**Auftrag A**
Nenne alle Personen, die im Interview mit Namen vorkommen.

Kameramann Christian Berger über Das große Heft von János Szász, Gewinner des Chrystal Globe in Karlovy Vary und sein neues Projekt mit Virgil Widrich.
Wie kam es zur Begegnung Ágota Kristófs Roman Das große Heft, dem ersten Teil, ihrer vielbeachteten Trilogie?
Christian Berger: Eines Tages schickte mir Alexander Dumreicher-Ivanceanu das Taschenbuch von Ágota Kristófs Roman und fragte
mich, ob mich der Stoff interessieren würde. Es ist so eine Gewohnheit von mir, dass ich gerne am stillen Ort lese, meistens
eher Werbung oder andere kürzere Textsorten. Dieses Buch konnte ich nicht mehr weglegen und habe es in einem Zug durchgelesen.

**Arbeitsmaterial**
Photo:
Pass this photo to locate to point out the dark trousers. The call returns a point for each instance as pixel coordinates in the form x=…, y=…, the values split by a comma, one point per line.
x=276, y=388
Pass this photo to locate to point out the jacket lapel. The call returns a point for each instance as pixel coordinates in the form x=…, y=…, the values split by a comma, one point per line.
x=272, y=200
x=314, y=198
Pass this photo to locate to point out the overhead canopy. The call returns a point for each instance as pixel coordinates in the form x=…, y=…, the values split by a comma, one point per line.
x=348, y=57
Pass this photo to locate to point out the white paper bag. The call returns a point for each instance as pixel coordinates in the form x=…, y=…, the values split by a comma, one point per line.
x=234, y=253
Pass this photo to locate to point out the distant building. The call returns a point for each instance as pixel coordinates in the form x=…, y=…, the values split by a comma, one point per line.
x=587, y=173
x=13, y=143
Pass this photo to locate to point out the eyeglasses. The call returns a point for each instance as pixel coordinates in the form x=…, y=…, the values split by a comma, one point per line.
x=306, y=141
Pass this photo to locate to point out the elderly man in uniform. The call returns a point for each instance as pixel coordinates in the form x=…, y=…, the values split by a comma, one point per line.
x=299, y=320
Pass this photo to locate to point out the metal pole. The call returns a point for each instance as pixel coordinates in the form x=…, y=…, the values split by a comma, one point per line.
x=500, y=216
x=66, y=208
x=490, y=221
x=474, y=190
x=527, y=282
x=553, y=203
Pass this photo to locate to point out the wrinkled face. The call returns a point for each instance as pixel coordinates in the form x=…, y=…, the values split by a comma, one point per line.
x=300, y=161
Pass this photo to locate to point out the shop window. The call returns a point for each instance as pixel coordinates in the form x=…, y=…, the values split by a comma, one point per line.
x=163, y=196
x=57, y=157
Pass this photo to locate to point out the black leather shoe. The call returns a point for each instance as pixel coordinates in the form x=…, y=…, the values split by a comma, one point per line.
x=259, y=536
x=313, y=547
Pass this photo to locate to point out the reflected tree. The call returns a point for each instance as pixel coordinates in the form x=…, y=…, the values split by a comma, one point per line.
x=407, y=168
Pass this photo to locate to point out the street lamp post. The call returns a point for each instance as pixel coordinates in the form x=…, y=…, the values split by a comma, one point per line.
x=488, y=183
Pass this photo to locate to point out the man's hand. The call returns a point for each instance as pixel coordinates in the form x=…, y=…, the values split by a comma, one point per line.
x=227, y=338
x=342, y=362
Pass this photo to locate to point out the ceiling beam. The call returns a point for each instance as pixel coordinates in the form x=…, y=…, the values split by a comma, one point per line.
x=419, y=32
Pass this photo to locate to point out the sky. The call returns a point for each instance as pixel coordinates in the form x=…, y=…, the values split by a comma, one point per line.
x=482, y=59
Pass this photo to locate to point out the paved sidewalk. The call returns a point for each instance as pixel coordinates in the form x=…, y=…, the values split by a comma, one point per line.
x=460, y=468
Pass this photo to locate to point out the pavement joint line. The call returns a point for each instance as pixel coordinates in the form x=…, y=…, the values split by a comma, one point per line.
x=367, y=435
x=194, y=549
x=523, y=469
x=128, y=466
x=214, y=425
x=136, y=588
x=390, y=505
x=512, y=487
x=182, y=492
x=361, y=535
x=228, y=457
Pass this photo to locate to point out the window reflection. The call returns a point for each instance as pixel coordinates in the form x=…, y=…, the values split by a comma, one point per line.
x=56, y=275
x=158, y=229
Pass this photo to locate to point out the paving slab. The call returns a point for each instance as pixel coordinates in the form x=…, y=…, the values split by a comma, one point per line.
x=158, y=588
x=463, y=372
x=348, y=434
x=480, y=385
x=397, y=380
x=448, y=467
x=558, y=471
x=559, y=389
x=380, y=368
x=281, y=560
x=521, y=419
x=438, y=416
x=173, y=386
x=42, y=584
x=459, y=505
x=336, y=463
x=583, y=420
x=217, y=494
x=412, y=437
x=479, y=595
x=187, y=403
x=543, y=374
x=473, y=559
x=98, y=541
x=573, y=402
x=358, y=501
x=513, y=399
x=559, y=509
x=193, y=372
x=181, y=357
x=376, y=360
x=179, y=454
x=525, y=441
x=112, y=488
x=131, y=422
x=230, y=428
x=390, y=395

**Auftrag B**
Schreib aus der Auflistung alles von der Zeile mit „Pass this photo to locate to point out the jacket“ bis hinunter zur Zeile mit „x=348, y=57“ Wort für Wort ab.

**Ergebnis A**
Christian Berger
János Szász
Virgil Widrich
Ágota Kristóf
Alexander Dumreicher-Ivanceanu

**Ergebnis B**
Pass this photo to locate to point out the jacket lapel. The call returns a point for each instance as pixel coordinates in the form x=…, y=…, the values split by a comma, one point per line.
x=272, y=200
x=314, y=198
Pass this photo to locate to point out the overhead canopy. The call returns a point for each instance as pixel coordinates in the form x=…, y=…, the values split by a comma, one point per line.
x=348, y=57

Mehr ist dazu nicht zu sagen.